Retype the material below. Keep every word exactly as it is.
========
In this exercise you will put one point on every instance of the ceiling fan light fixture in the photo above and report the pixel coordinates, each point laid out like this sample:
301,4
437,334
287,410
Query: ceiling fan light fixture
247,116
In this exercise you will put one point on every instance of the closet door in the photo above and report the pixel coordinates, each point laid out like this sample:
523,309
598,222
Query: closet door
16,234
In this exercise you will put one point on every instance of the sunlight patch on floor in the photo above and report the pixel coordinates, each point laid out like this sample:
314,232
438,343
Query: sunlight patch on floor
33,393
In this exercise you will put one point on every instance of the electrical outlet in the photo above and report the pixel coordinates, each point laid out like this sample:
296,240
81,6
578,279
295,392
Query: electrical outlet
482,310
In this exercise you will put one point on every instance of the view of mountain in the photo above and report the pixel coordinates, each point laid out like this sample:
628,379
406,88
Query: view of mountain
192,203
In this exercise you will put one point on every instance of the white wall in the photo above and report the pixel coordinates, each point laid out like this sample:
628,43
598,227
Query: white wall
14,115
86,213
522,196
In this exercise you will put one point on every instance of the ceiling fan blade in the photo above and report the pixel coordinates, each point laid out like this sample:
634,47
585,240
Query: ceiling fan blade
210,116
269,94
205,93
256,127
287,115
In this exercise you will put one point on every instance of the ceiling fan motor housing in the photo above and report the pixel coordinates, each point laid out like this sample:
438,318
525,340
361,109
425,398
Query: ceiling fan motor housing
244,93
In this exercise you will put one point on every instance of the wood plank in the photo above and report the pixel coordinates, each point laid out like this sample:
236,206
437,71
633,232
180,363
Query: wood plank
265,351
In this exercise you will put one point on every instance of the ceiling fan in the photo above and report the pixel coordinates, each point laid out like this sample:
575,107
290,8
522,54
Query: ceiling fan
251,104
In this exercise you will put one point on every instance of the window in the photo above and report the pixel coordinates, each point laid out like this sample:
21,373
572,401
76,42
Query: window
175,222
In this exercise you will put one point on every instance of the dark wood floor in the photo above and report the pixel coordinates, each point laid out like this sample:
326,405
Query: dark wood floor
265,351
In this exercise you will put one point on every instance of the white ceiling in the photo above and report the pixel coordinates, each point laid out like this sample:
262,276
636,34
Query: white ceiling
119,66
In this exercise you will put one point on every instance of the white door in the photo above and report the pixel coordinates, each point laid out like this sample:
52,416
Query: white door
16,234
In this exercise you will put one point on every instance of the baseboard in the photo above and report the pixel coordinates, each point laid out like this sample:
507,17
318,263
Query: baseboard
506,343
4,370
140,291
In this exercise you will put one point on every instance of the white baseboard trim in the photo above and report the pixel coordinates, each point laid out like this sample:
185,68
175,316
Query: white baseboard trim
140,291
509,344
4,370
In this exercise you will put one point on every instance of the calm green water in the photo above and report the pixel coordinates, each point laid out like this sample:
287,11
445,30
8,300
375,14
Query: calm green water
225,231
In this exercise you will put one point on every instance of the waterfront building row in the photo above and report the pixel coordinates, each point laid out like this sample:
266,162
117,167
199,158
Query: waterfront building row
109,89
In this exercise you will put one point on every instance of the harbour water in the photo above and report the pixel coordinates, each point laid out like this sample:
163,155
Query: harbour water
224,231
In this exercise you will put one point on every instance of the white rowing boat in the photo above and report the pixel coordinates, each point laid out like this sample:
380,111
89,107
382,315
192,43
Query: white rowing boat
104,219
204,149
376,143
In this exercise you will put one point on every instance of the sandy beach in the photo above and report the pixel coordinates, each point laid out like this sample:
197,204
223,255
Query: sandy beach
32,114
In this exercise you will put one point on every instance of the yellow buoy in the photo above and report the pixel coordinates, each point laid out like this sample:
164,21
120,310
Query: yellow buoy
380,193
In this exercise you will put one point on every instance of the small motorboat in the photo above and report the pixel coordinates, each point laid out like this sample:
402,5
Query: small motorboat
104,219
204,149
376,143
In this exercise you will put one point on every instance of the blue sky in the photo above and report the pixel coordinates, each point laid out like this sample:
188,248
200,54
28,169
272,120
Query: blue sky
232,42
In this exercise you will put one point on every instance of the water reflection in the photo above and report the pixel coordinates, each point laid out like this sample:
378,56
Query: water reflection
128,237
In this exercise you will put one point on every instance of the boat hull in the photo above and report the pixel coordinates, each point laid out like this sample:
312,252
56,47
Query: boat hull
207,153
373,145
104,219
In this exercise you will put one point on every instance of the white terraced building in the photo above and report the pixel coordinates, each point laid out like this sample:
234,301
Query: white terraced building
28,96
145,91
========
SOLUTION -
In this exercise you will put one point on every instance of the ceiling fan light fixture in the photo above and report the pixel coordinates, each point laid out like this sample:
301,4
437,334
287,410
Query: ceiling fan light fixture
247,116
In this exercise you will put one point on every instance of the closet door in the photo above and report the pixel coordinates, each point laid out like this sample:
523,309
598,222
Query: closet door
16,234
In this exercise you will put one point on every instance of the sunlight patch on floor in the photo above and report the pixel coordinates, each point laid out like this sample:
314,232
438,343
Query: sunlight patch on floor
33,393
In this exercise you will put one point on every instance of the electrical outlet in the photo above and report the pixel coordinates, each point laid out like this sample:
296,240
81,6
578,279
295,392
Query: electrical outlet
482,310
In this exercise you will put one point on every instance of the view of mountain in the photo above and report the pixel coordinates, each point laid out like this sample:
628,379
406,88
Query: view of mountain
192,203
In this exercise you will put one point on every instance of the white wall in the photo above and report the pixel coordinates, each point laid out like this sample:
628,43
598,227
Query: white wall
14,115
86,213
522,196
In this exercise you will put one point on every instance of the ceiling fan blade in the photo above and report the pixel coordinates, each point laid out like this sample:
634,47
585,240
Query: ceiling fan blade
210,116
269,94
205,93
256,127
287,115
In this exercise you will put one point on every instance of the ceiling fan motor housing in the photo above and report the pixel coordinates, each point laid out like this sample:
438,318
525,340
361,109
425,398
Query: ceiling fan motor housing
244,93
In this exercise you will put one point on every instance of the wood plank in the photo above and report the pixel coordinates, each point laid out like this sample:
236,206
437,71
633,232
180,363
Query: wood plank
265,351
In this exercise you will put one point on every instance of the ceiling fan in the photo above and report the pixel coordinates, each point laid out like this sample:
575,107
290,8
522,54
Query: ceiling fan
251,104
In this exercise you will put one point on every instance of the window in the photo above and report the pixel coordinates, each point laid out like this sample:
21,373
572,401
76,42
Query: window
175,222
In this exercise you will put one point on every instance of the dark wood floor in the photo above and report the pixel coordinates, each point laid out like this sample:
326,405
Query: dark wood floor
265,351
In this exercise you will put one point on every instance of the white ceiling in the photo above and report the pixel coordinates, each point laid out like this sample:
262,276
636,34
Query: white ceiling
119,66
In this exercise you will put one point on every instance of the white door in the photo above and report the pixel coordinates, each point laid out like this sample:
52,416
Query: white door
16,234
In this exercise you will put one point on every instance of the baseboard in the photo above and report the pixel coordinates, each point laid out like this sample:
507,17
318,263
Query: baseboard
506,343
4,370
140,291
In this exercise you will put one point on every instance of the white baseboard trim in the photo above and report the pixel coordinates, each point laid out like this sample:
185,68
175,316
Query: white baseboard trim
140,291
509,344
4,370
In this exercise you will put one point on every instance of the calm green water in the photo above and report the pixel coordinates, each point laid out like this sample:
287,11
445,30
8,300
375,14
Query: calm green water
225,231
In this exercise you will put one point on every instance of the waterfront building row in the photo above and report the pixel coordinates, each point laid out like this sample:
266,162
117,167
199,158
Query: waterfront building row
109,89
In this exercise you will put one point on every instance of the harbour water in the photo above and report the pixel coordinates, each point laid out like this sample:
163,155
Query: harbour water
224,231
In this exercise you will put one point on every instance of the white rowing boat in the photo above and report the pixel coordinates, each point laid out like this sample:
380,111
89,107
382,315
192,43
Query: white rowing boat
104,219
204,149
376,143
In this exercise you will put one point on every instance of the sandy beach in the photo above and report the pixel coordinates, each point laid out like this sample:
197,204
223,255
Query: sandy beach
32,114
In this exercise you will put one point on every instance of the yellow buoy in the photo above and report the pixel coordinates, each point laid out like this sample:
164,21
120,310
Query: yellow buoy
380,193
In this exercise you will put one point on every instance of the small motorboat in the photo above and report the pixel coordinates, each point laid out like this sample:
402,5
Query: small motorboat
104,219
204,149
376,143
In this exercise you will put one point on every instance of the blue sky in the photo above and report the pixel coordinates, each point laid out like this sample:
188,248
200,54
28,169
272,120
Query: blue sky
232,42
In this exercise you will put one point on every instance of the water reflection in the photo above and report the pixel coordinates, each point laid out like this sample:
378,56
Query: water reflection
128,237
In this exercise you will put one point on every instance of the boat hull in the photo above and report the pixel coordinates, each point laid out like this sample:
312,252
56,47
Query: boat hull
207,153
373,145
104,219
In this exercise you will put one point on every instance of the white terraced building in the photo above and report the pixel coordinates, each point laid out like this sample:
234,301
Query: white terraced building
28,96
145,91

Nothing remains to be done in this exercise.